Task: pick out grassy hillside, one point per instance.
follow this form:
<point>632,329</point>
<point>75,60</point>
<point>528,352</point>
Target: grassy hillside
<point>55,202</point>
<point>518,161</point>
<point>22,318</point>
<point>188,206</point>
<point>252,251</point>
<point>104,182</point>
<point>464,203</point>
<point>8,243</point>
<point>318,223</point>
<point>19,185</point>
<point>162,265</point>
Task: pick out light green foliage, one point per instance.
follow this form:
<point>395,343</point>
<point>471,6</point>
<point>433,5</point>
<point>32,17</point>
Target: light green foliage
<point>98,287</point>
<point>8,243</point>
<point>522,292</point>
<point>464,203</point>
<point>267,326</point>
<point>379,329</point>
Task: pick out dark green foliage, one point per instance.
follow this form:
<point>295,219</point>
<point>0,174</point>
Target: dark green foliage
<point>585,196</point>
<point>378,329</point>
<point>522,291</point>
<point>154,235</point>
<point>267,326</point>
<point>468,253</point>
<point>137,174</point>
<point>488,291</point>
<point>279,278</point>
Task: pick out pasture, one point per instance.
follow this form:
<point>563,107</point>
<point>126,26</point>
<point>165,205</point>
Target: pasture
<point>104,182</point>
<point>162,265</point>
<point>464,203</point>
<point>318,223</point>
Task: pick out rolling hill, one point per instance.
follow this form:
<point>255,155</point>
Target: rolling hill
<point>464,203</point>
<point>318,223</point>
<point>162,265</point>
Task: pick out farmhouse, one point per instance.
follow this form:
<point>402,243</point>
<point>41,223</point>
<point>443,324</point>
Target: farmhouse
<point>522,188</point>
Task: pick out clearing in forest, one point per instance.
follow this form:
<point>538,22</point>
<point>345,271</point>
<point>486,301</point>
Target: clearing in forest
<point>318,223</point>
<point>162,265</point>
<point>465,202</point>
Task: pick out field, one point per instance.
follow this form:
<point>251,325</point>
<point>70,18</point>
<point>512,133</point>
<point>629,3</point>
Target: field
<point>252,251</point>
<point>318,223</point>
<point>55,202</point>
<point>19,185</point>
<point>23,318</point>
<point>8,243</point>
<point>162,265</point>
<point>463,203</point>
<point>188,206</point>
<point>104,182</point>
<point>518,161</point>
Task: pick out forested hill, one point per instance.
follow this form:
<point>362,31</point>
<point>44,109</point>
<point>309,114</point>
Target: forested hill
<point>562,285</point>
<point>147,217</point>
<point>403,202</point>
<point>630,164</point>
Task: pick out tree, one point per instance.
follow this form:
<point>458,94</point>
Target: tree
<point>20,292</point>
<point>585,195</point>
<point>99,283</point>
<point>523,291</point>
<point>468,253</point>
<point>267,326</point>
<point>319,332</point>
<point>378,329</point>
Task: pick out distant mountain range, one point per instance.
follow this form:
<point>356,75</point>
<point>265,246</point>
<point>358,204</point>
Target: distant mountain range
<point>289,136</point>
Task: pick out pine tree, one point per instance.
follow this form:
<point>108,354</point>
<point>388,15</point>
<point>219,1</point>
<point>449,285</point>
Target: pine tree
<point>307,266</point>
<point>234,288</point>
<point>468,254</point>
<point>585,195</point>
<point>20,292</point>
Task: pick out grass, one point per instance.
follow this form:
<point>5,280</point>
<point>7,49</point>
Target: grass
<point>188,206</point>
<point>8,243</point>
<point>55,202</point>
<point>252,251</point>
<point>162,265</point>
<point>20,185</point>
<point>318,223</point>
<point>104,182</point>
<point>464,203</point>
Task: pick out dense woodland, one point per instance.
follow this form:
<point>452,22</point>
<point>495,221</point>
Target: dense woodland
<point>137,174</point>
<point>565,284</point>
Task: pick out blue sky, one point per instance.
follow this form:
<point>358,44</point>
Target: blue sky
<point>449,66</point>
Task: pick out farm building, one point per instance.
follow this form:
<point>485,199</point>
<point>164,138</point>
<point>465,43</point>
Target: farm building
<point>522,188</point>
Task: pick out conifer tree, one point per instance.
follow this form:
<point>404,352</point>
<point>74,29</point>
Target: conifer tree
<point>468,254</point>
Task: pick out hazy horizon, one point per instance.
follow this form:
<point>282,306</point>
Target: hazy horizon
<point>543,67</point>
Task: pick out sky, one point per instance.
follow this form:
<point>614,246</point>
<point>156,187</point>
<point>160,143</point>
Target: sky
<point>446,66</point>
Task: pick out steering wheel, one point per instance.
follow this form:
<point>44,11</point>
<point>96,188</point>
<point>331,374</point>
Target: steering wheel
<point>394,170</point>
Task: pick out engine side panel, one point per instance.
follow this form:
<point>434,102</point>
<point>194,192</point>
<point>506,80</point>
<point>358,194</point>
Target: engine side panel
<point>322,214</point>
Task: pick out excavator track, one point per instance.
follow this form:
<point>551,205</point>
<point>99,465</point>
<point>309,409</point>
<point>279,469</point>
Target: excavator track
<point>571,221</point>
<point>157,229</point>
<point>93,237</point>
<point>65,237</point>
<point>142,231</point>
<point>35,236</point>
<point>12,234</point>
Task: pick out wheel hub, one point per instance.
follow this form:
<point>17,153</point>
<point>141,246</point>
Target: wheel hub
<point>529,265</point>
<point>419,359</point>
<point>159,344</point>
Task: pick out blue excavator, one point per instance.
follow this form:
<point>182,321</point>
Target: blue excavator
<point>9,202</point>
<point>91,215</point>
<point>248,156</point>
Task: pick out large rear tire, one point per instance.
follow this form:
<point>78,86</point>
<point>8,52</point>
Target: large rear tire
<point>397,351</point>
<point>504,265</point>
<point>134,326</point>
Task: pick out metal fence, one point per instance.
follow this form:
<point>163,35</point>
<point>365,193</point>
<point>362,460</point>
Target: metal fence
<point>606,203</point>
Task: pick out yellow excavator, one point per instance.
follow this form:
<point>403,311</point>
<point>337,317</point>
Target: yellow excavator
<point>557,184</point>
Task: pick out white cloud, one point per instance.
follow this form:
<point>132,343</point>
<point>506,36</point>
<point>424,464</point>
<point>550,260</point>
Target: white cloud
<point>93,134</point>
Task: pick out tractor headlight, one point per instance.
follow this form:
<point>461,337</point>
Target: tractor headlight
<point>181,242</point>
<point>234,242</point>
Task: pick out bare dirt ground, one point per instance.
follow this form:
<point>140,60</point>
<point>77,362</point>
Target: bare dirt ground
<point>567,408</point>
————————
OBJECTIVE. Format all the data above as a JSON array of strings, with one string per line and no entries for blank lines.

TASK SOLUTION.
[
  "Task: pick out grassy hillside, one point per instance.",
  "follow this form:",
  "<point>632,329</point>",
  "<point>75,60</point>",
  "<point>528,352</point>",
  "Target: grassy hillside",
  "<point>55,202</point>",
  "<point>518,161</point>",
  "<point>22,318</point>",
  "<point>188,206</point>",
  "<point>252,251</point>",
  "<point>104,182</point>",
  "<point>464,203</point>",
  "<point>8,243</point>",
  "<point>318,223</point>",
  "<point>19,185</point>",
  "<point>162,265</point>",
  "Task: pick out light green foliage, one point per instance.",
  "follow this form:",
  "<point>395,343</point>",
  "<point>471,6</point>",
  "<point>433,5</point>",
  "<point>32,17</point>",
  "Target: light green foliage",
  "<point>98,287</point>",
  "<point>8,243</point>",
  "<point>522,292</point>",
  "<point>464,203</point>",
  "<point>267,326</point>",
  "<point>379,329</point>",
  "Task: pick out dark green foliage, one point per instance.",
  "follow this form:",
  "<point>295,219</point>",
  "<point>0,174</point>",
  "Target: dark green foliage",
  "<point>585,196</point>",
  "<point>378,329</point>",
  "<point>522,291</point>",
  "<point>154,235</point>",
  "<point>267,326</point>",
  "<point>468,253</point>",
  "<point>137,174</point>",
  "<point>488,291</point>",
  "<point>279,278</point>",
  "Task: pick out pasture, one point per instance.",
  "follow this form:",
  "<point>563,107</point>",
  "<point>126,26</point>",
  "<point>165,205</point>",
  "Target: pasture",
  "<point>104,182</point>",
  "<point>162,265</point>",
  "<point>464,203</point>",
  "<point>318,223</point>",
  "Task: pick out rolling hill, one point per instance.",
  "follow this form:",
  "<point>255,155</point>",
  "Target: rolling hill",
  "<point>464,203</point>",
  "<point>318,223</point>",
  "<point>162,265</point>",
  "Task: pick out farmhouse, one point per instance.",
  "follow this form:",
  "<point>402,243</point>",
  "<point>41,223</point>",
  "<point>443,324</point>",
  "Target: farmhouse",
  "<point>522,188</point>",
  "Task: pick out clearing in forest, one point per instance.",
  "follow this form:",
  "<point>538,22</point>",
  "<point>345,271</point>",
  "<point>486,301</point>",
  "Target: clearing in forest",
  "<point>318,223</point>",
  "<point>162,265</point>",
  "<point>465,202</point>",
  "Task: pick out field, one point per instance.",
  "follow this form:",
  "<point>251,325</point>",
  "<point>70,18</point>",
  "<point>512,133</point>",
  "<point>629,3</point>",
  "Target: field",
  "<point>252,251</point>",
  "<point>318,223</point>",
  "<point>55,202</point>",
  "<point>19,185</point>",
  "<point>23,318</point>",
  "<point>8,243</point>",
  "<point>162,265</point>",
  "<point>463,203</point>",
  "<point>188,206</point>",
  "<point>104,182</point>",
  "<point>518,161</point>",
  "Task: pick out forested hill, one point per instance.",
  "follow this form:",
  "<point>362,31</point>",
  "<point>44,109</point>",
  "<point>309,114</point>",
  "Target: forested hill",
  "<point>562,285</point>",
  "<point>147,217</point>",
  "<point>403,202</point>",
  "<point>630,164</point>",
  "Task: pick out tree, one point per instance.",
  "follow this form:",
  "<point>458,94</point>",
  "Target: tree",
  "<point>20,292</point>",
  "<point>585,195</point>",
  "<point>99,283</point>",
  "<point>523,291</point>",
  "<point>468,253</point>",
  "<point>267,326</point>",
  "<point>319,332</point>",
  "<point>378,329</point>",
  "Task: pick out distant mountain range, one point per instance.",
  "follow this form:",
  "<point>356,75</point>",
  "<point>265,246</point>",
  "<point>358,204</point>",
  "Target: distant mountain range",
  "<point>289,136</point>",
  "Task: pick out pine tree, one point per instance.",
  "follow this form:",
  "<point>108,354</point>",
  "<point>388,15</point>",
  "<point>219,1</point>",
  "<point>449,285</point>",
  "Target: pine tree",
  "<point>307,266</point>",
  "<point>234,288</point>",
  "<point>468,254</point>",
  "<point>585,195</point>",
  "<point>20,292</point>",
  "Task: pick out grass, one point per instance.",
  "follow this form:",
  "<point>5,280</point>",
  "<point>7,49</point>",
  "Target: grass",
  "<point>188,206</point>",
  "<point>8,243</point>",
  "<point>55,202</point>",
  "<point>252,251</point>",
  "<point>162,265</point>",
  "<point>20,185</point>",
  "<point>318,223</point>",
  "<point>104,182</point>",
  "<point>464,203</point>",
  "Task: pick out dense woodland, one point per instance.",
  "follow this form:",
  "<point>452,22</point>",
  "<point>495,221</point>",
  "Target: dense woodland",
  "<point>137,174</point>",
  "<point>565,284</point>",
  "Task: pick out blue sky, one point per instance.",
  "follow this form:",
  "<point>358,44</point>",
  "Target: blue sky",
  "<point>449,66</point>",
  "Task: pick out farm building, one point per instance.",
  "follow this form:",
  "<point>485,199</point>",
  "<point>164,138</point>",
  "<point>465,43</point>",
  "Target: farm building",
  "<point>522,188</point>",
  "Task: pick out conifer tree, one point per instance.",
  "follow this form:",
  "<point>404,352</point>",
  "<point>74,29</point>",
  "Target: conifer tree",
  "<point>468,254</point>",
  "Task: pick out hazy horizon, one point per instance.",
  "follow this form:",
  "<point>282,306</point>",
  "Target: hazy horizon",
  "<point>543,67</point>",
  "Task: pick out sky, one point per instance.",
  "follow this form:",
  "<point>614,246</point>",
  "<point>156,187</point>",
  "<point>160,143</point>",
  "Target: sky",
  "<point>446,66</point>",
  "Task: pick out steering wheel, one point per instance.",
  "follow this form:",
  "<point>44,11</point>",
  "<point>96,188</point>",
  "<point>331,374</point>",
  "Target: steering wheel",
  "<point>394,170</point>",
  "Task: pick out engine side panel, one point per instance.",
  "follow this form:",
  "<point>434,102</point>",
  "<point>194,192</point>",
  "<point>506,80</point>",
  "<point>358,194</point>",
  "Target: engine side panel",
  "<point>322,214</point>",
  "Task: pick out excavator track, one point per instance.",
  "follow this form:",
  "<point>551,205</point>",
  "<point>99,465</point>",
  "<point>309,409</point>",
  "<point>279,469</point>",
  "Target: excavator track",
  "<point>571,221</point>",
  "<point>157,229</point>",
  "<point>93,237</point>",
  "<point>65,237</point>",
  "<point>142,231</point>",
  "<point>35,236</point>",
  "<point>12,234</point>",
  "Task: pick out wheel hub, one point per instance.",
  "follow this form:",
  "<point>17,153</point>",
  "<point>141,246</point>",
  "Target: wheel hub",
  "<point>529,265</point>",
  "<point>419,359</point>",
  "<point>159,344</point>",
  "Task: pick out blue excavator, one point per instance.",
  "follow this form:",
  "<point>182,321</point>",
  "Target: blue excavator",
  "<point>9,202</point>",
  "<point>91,215</point>",
  "<point>248,156</point>",
  "Task: pick out large rear tire, one point per instance.",
  "follow this form:",
  "<point>78,86</point>",
  "<point>8,52</point>",
  "Target: large rear tire",
  "<point>397,351</point>",
  "<point>504,265</point>",
  "<point>134,326</point>",
  "Task: pick out metal fence, one point per instance.",
  "follow this form:",
  "<point>163,35</point>",
  "<point>365,193</point>",
  "<point>362,460</point>",
  "Target: metal fence",
  "<point>606,203</point>",
  "Task: pick out yellow excavator, one point per instance.",
  "follow this form:",
  "<point>403,311</point>",
  "<point>337,317</point>",
  "Target: yellow excavator",
  "<point>557,184</point>",
  "Task: pick out white cloud, one point per instance.",
  "follow this form:",
  "<point>132,343</point>",
  "<point>506,36</point>",
  "<point>424,464</point>",
  "<point>550,260</point>",
  "Target: white cloud",
  "<point>93,134</point>",
  "Task: pick out tractor headlight, one point per instance.",
  "follow this form:",
  "<point>461,337</point>",
  "Target: tractor headlight",
  "<point>181,242</point>",
  "<point>234,242</point>",
  "Task: pick out bare dirt ground, one point per instance.",
  "follow this form:",
  "<point>140,60</point>",
  "<point>77,362</point>",
  "Target: bare dirt ground",
  "<point>567,408</point>"
]